## EXERCISE DIRECTIONS
Rewrite the stretch of the records from the line containing "the pavement, one" through the line containing "Query: pavement", substituting "sidewalk" for every "pavement" and changing nothing else.

## Items from a dataset

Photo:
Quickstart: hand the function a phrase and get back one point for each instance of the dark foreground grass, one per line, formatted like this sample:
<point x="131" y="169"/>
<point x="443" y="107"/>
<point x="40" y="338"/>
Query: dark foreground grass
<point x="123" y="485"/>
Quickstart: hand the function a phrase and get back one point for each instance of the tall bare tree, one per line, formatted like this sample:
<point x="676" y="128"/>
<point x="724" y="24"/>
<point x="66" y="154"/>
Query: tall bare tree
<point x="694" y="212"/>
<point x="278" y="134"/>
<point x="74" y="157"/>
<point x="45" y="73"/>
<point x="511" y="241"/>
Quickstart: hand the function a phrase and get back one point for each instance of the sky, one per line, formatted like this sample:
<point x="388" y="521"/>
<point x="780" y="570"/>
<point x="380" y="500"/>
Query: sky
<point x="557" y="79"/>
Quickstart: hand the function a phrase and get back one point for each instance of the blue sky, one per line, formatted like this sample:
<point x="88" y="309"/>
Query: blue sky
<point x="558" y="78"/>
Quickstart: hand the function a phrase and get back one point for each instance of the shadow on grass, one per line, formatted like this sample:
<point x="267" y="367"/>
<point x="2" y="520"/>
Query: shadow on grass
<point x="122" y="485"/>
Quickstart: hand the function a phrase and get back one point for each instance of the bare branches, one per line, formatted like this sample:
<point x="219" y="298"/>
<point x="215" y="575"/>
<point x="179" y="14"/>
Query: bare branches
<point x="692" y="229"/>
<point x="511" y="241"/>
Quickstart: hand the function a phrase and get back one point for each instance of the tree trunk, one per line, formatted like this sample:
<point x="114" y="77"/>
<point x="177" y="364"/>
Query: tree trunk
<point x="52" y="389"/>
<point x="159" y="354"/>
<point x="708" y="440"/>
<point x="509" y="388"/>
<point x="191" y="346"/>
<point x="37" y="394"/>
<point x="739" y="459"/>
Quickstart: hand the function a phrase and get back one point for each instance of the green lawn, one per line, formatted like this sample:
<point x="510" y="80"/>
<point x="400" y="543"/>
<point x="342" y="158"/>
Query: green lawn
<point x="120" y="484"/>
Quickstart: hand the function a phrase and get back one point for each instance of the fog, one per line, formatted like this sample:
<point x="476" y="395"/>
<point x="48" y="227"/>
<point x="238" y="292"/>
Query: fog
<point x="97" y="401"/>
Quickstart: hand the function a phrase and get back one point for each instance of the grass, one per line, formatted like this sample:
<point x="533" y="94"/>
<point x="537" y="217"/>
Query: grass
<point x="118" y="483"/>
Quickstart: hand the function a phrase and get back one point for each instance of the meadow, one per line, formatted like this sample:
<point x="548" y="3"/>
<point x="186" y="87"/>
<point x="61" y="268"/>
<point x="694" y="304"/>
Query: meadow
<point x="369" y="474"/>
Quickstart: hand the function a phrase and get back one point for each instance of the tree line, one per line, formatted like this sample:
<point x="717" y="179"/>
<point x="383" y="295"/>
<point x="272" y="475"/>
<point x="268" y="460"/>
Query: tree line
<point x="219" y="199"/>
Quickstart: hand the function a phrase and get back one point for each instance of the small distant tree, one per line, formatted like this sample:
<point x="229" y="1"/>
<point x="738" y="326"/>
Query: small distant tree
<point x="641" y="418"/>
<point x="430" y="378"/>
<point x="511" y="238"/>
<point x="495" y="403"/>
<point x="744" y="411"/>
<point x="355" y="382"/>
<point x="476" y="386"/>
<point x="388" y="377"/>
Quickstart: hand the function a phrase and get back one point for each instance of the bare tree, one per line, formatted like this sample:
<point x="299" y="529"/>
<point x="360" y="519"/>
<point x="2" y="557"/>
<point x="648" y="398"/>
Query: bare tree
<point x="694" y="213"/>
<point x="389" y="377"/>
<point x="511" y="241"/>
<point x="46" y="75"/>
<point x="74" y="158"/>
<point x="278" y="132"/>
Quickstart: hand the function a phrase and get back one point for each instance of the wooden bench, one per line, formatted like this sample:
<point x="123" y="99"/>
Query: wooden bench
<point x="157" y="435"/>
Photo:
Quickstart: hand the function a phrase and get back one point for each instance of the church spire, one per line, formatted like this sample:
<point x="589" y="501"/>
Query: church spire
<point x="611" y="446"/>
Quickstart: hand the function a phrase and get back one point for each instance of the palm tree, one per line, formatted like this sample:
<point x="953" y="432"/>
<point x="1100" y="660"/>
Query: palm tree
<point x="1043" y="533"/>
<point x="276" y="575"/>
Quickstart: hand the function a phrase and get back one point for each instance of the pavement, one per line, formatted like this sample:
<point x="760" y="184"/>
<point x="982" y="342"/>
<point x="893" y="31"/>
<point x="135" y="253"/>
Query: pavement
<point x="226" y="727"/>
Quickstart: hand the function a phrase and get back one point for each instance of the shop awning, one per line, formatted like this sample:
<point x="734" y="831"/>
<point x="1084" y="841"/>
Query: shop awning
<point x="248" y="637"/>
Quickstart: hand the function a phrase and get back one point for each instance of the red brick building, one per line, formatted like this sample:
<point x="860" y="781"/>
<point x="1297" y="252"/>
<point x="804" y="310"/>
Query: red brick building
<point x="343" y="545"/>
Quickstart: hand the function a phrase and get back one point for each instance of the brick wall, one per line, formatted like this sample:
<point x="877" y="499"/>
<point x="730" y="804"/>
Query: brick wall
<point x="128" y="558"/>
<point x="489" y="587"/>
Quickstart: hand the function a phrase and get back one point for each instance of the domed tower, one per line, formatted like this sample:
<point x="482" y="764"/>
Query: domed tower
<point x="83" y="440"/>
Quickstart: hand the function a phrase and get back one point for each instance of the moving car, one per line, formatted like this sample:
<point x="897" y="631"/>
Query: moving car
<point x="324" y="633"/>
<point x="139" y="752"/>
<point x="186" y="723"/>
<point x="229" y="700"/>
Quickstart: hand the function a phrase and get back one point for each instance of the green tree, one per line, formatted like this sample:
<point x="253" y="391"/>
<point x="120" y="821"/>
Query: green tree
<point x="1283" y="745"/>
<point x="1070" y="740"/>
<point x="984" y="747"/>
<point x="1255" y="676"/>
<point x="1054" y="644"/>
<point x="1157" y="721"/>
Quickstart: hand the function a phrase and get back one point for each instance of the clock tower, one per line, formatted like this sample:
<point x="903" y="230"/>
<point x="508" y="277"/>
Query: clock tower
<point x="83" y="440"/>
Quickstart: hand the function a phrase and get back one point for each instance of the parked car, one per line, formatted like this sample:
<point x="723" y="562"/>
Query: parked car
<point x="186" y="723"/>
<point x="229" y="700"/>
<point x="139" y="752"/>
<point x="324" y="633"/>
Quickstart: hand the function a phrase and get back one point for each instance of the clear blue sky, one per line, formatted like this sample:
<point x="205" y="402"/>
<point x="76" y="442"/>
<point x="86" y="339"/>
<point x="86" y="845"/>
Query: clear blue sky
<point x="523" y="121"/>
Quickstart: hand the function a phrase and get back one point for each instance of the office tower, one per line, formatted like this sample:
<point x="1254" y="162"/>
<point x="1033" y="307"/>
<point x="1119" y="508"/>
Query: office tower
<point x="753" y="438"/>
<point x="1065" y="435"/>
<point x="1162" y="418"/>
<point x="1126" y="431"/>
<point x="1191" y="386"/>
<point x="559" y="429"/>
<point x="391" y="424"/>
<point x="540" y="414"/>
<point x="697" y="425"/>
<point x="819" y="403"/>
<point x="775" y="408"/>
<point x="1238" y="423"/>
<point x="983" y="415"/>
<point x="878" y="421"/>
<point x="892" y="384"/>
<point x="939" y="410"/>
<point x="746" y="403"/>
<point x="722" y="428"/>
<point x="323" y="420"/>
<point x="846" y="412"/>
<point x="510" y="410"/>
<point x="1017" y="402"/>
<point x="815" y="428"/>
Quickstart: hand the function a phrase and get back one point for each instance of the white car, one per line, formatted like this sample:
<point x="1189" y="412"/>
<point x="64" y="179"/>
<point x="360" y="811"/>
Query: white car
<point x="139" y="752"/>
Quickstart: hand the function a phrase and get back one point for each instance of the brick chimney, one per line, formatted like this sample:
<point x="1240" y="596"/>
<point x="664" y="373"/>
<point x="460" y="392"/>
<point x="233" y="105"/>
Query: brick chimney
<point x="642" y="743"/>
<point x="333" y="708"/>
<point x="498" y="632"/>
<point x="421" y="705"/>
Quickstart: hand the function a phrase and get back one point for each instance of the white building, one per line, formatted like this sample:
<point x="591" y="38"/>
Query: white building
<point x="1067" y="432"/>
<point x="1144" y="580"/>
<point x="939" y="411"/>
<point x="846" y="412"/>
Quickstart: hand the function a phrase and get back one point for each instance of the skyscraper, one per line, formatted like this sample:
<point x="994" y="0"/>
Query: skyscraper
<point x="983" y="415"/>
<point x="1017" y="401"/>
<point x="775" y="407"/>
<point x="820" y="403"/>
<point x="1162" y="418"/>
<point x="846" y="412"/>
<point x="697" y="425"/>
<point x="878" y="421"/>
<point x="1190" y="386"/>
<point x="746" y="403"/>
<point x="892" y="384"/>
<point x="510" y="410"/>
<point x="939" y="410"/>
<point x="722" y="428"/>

## EXERCISE ANSWER
Quickstart: hand the function a phrase and get back one point for each instance of the sidewalk, one per line, formatted like this sample:
<point x="760" y="184"/>
<point x="982" y="342"/>
<point x="893" y="31"/>
<point x="135" y="253"/>
Query: sidewalk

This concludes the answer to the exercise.